======== SOURCE DATA ========
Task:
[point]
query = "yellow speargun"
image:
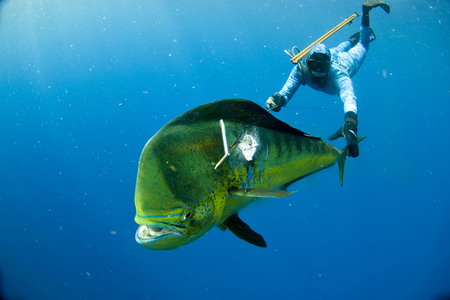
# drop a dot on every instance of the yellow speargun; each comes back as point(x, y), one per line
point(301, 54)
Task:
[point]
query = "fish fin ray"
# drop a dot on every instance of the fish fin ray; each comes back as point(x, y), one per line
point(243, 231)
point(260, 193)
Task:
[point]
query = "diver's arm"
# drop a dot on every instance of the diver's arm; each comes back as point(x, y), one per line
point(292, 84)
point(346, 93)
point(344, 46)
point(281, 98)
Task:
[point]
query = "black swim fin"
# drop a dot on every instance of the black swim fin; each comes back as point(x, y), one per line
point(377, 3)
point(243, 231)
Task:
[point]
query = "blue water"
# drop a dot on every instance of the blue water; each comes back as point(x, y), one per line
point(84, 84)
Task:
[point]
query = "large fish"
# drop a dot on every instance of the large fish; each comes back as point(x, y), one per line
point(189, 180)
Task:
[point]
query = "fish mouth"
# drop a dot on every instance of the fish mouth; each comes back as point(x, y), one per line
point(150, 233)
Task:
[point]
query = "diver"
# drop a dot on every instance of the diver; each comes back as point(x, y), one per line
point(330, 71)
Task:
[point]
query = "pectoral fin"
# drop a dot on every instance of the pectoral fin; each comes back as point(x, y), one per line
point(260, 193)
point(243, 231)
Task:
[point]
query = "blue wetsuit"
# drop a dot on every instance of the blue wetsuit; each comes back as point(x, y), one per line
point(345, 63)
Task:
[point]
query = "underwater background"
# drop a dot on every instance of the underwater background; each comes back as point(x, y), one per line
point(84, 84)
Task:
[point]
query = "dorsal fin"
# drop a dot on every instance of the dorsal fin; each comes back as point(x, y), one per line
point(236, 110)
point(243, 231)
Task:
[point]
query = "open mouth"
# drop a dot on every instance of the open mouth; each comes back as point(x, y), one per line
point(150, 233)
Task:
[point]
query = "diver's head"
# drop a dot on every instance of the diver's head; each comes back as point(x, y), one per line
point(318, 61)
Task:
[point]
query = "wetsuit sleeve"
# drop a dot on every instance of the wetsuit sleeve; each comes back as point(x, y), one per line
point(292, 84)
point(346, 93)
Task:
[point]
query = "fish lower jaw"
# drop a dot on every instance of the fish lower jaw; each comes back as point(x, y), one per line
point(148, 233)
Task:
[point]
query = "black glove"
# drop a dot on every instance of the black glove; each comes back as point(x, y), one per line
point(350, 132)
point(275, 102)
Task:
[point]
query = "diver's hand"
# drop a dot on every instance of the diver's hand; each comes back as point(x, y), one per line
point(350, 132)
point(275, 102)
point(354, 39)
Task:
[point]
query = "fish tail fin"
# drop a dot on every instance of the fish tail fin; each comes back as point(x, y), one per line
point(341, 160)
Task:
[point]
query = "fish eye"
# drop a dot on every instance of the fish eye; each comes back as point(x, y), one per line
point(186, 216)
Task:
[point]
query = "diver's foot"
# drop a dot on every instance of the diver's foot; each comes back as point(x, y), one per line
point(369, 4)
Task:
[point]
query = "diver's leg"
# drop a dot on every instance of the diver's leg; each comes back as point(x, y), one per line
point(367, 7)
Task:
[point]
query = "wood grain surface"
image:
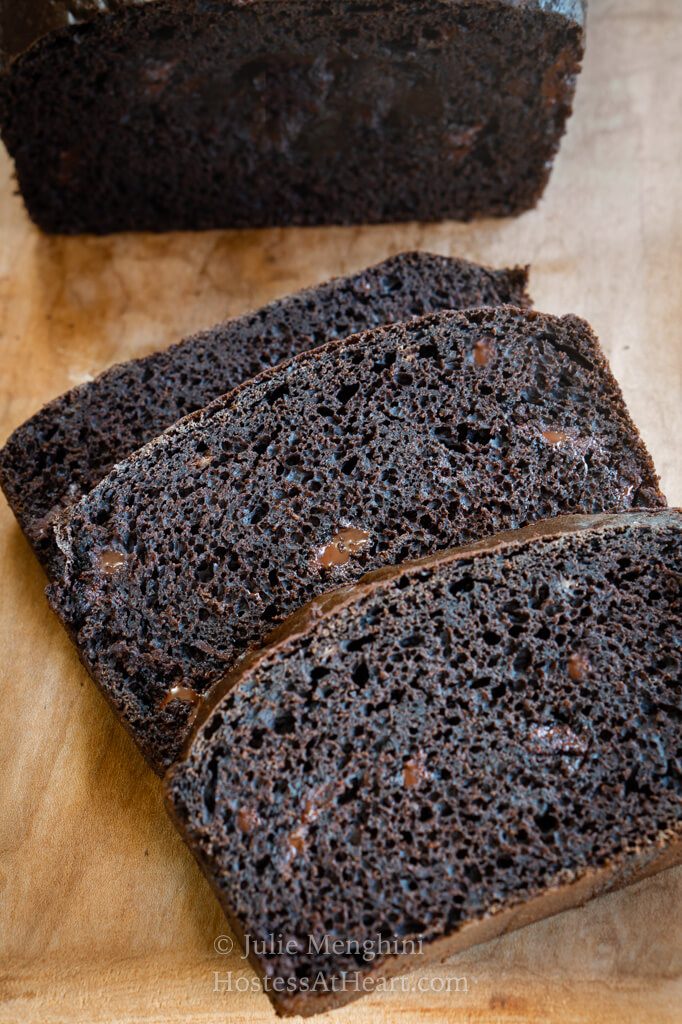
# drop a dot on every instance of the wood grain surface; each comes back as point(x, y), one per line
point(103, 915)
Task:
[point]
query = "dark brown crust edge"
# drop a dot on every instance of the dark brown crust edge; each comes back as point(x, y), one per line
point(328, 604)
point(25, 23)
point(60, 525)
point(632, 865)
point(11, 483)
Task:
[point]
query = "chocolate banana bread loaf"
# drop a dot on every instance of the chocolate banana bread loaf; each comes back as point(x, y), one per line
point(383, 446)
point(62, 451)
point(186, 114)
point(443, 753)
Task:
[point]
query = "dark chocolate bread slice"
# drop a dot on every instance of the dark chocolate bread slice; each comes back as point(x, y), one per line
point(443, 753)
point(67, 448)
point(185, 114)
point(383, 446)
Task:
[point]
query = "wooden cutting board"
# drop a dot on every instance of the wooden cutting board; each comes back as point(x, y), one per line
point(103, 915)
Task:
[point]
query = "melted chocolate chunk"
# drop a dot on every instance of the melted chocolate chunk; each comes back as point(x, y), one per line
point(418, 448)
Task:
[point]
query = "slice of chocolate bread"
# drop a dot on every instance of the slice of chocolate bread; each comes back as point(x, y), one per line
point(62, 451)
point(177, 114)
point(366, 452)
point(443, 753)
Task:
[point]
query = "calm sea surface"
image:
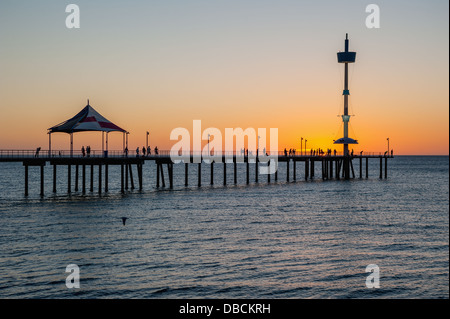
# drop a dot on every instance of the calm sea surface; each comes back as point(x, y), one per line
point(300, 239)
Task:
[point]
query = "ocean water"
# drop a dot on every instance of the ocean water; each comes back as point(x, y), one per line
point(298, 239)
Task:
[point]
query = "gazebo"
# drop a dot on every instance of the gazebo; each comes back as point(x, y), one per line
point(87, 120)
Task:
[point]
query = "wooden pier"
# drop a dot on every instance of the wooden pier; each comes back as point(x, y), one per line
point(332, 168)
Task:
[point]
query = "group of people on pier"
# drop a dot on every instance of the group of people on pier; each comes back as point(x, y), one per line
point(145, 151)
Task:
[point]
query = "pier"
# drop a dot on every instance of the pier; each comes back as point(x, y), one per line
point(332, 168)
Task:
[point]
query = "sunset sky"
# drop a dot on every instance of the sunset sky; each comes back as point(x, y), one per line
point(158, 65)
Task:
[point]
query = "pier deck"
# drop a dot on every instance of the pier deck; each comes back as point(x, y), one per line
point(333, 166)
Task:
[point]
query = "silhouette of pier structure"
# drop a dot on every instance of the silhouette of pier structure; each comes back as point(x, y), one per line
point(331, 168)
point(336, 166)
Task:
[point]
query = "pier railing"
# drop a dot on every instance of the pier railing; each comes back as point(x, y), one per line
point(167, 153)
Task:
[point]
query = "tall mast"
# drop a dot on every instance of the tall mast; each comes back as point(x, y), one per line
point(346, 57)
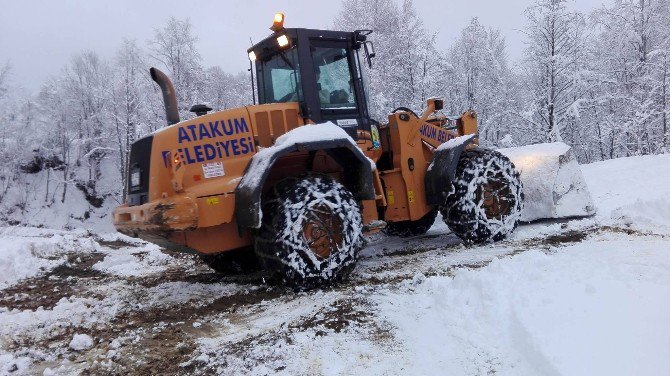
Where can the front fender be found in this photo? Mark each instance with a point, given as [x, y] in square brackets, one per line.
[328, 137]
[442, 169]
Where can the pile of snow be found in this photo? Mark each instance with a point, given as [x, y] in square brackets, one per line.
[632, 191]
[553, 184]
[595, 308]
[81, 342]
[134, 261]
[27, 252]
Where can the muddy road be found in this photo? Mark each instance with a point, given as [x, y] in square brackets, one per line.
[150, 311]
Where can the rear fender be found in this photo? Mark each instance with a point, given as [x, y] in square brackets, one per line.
========
### GIVEN TASK
Rewrite every line from the start of the entries through the line holding "point(189, 180)", inclusive, with the requests included and the pictures left out. In the answers, scale each point coordinate by 2.5 and round to a whole number, with halves rounded up.

### EXERCISE RESPONSE
Task:
[point]
query = "yellow speargun"
image:
# drop a dot on every instance of the yellow speargun; each comes back as point(x, y), one per line
point(753, 135)
Task:
[point]
query = "fish fin ray"
# drop a dot on every instance of the fish fin ray; each comes back as point(x, y), one per line
point(608, 578)
point(650, 483)
Task:
[point]
query = "diver's arm"
# drop a dot on every instance of the diver's arm; each comes back as point(x, y), one per line
point(730, 210)
point(865, 233)
point(860, 115)
point(703, 245)
Task:
[point]
query = "black swim fin"
# drop a dot on every instance of the black swim fin; each comes back as point(x, y), one per line
point(943, 8)
point(608, 578)
Task:
[point]
query = "blue water"
# drop a dot on every instance of the blue water; each comes back as point(x, y), one per line
point(210, 210)
Task:
[point]
query = "large fish"
# drop a dot on every instance of the large fish; each comes back as point(x, y), one per line
point(473, 450)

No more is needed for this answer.